Document excerpt:
==============================
Segmentation network assurance argument

2.2 Classification Network Assurance Argument

The argument in Fig. 2 states the primary claim that the system achieves or in some cases exceeds human expert performance in retinal disease diagnosis and referral. Experts comprise 4 retina specialists with respective 21, 21, 13 and 12 years of experience and 4 optometrists with respective 15, 9, 6 and 3 years of experience. Two sessions were organised. In the first session experts were required to give the referral suggestions using the OCT scans only. In the second session they were also able to use fundus images and clinical notes. Similar to the segmentation network assurance argument, this argument communicates clearly the training, test and validation data as well as the benchmark against which performance is assessed (i.e. gold standard and expert profiles).

Fig. 2.
figure 2

Classification network assurance argument

3 Discussion

We reflect on the insights gained and lessons learned from different perspectives.
==============================
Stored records
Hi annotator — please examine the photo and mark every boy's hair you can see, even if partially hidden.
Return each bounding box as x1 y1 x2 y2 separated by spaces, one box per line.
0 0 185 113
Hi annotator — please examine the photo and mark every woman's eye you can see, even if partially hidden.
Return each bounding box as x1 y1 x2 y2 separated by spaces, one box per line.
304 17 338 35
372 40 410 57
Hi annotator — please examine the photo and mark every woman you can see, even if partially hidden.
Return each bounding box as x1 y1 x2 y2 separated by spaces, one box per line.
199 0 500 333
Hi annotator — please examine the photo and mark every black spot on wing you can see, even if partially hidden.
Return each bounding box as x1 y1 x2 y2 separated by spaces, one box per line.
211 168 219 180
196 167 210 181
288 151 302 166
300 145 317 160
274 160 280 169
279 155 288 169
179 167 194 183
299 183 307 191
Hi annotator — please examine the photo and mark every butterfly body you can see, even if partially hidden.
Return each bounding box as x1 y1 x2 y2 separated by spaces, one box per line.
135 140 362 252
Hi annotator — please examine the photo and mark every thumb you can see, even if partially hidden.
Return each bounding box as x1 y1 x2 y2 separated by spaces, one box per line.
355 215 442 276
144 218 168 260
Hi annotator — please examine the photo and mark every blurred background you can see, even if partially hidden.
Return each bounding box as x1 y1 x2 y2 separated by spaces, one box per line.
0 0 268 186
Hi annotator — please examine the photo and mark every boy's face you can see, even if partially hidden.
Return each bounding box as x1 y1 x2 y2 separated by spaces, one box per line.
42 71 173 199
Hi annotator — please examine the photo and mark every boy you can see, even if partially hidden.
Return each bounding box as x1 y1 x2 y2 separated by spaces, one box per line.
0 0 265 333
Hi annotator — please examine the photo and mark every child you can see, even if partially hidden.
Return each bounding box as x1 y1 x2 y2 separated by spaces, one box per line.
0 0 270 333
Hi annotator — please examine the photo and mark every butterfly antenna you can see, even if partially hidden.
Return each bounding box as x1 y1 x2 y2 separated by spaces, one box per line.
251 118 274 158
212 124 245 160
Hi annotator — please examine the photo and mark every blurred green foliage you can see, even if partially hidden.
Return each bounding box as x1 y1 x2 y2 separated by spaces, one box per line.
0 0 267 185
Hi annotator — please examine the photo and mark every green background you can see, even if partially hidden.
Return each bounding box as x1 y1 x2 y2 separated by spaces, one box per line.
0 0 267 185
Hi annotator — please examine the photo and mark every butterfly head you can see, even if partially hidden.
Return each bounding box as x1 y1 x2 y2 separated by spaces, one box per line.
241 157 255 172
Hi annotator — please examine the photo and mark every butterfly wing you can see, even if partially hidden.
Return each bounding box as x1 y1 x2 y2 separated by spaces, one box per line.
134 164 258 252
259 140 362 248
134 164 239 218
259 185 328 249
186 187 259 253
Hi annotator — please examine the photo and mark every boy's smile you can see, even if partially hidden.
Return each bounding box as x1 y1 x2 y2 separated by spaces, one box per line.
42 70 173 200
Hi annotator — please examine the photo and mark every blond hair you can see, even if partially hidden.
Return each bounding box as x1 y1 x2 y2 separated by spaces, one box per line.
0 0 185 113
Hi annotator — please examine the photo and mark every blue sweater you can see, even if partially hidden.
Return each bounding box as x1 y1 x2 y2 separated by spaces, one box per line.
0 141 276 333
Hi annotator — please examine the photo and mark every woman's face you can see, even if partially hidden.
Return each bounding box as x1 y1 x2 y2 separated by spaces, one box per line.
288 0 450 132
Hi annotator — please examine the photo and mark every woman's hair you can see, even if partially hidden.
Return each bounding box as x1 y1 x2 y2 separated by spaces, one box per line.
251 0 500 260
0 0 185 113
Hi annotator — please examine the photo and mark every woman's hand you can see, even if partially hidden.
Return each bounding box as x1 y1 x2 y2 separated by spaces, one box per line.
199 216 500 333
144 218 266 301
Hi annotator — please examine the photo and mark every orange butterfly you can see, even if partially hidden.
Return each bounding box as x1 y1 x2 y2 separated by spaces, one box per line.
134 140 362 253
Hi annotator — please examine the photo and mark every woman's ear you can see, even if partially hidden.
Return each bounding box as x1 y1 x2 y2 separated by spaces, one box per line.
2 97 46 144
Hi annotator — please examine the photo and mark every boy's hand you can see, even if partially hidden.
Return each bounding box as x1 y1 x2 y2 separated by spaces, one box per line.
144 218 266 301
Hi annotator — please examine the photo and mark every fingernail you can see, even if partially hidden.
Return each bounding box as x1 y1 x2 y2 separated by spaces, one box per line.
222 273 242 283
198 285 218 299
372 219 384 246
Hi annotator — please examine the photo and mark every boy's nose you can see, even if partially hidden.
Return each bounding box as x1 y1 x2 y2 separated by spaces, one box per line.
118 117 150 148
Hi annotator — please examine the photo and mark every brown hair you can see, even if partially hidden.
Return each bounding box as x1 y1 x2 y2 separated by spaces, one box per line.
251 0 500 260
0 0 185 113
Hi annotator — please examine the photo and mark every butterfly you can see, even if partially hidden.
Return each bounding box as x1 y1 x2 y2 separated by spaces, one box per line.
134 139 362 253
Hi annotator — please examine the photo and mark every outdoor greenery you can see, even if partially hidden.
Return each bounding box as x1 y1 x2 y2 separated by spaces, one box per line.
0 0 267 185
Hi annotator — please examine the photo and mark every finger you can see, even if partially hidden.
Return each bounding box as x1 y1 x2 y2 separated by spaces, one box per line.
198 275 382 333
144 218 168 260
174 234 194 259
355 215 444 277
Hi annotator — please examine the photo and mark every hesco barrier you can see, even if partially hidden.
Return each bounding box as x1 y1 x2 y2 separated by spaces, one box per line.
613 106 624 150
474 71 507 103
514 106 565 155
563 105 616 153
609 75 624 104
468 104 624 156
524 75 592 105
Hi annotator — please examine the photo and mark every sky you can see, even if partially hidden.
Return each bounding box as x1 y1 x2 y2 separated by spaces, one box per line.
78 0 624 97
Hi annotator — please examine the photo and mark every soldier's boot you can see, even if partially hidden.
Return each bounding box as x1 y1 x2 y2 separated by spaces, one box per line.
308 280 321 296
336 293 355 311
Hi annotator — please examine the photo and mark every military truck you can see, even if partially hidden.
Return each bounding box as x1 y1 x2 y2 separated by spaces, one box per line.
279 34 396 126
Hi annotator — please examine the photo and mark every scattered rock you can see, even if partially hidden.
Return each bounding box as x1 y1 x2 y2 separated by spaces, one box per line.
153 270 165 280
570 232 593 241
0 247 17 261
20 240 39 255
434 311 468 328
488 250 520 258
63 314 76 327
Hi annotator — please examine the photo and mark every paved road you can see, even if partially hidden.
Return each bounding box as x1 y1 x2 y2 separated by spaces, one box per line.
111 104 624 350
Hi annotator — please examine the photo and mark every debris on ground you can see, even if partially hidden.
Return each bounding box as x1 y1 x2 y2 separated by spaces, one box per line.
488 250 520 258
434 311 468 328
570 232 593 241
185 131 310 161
==============================
Reproduce the full assurance argument excerpt word for word, without changing anything.

Segmentation network assurance argument

2.2 Classification Network Assurance Argument

The argument in Fig. 2 states the primary claim that the system achieves or in some cases exceeds human expert performance in retinal disease diagnosis and referral. Experts comprise 4 retina specialists with respective 21, 21, 13 and 12 years of experience and 4 optometrists with respective 15, 9, 6 and 3 years of experience. Two sessions were organised. In the first session experts were required to give the referral suggestions using the OCT scans only. In the second session they were also able to use fundus images and clinical notes. Similar to the segmentation network assurance argument, this argument communicates clearly the training, test and validation data as well as the benchmark against which performance is assessed (i.e. gold standard and expert profiles).

Fig. 2.
figure 2

Classification network assurance argument

3 Discussion

We reflect on the insights gained and lessons learned from different perspectives.